* _TASK DIRECTIONS_
An identical copy of the records below is the expected result.

Natural-language object grounding data
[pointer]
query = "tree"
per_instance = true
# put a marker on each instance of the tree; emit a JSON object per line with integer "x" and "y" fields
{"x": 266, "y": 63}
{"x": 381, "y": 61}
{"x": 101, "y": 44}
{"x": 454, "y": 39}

* _ANSWER FOR THE TASK_
[pointer]
query = "tree"
per_instance = true
# put a marker on each instance of the tree; emit a JSON object per line with integer "x" and "y" fields
{"x": 266, "y": 63}
{"x": 381, "y": 61}
{"x": 101, "y": 44}
{"x": 454, "y": 39}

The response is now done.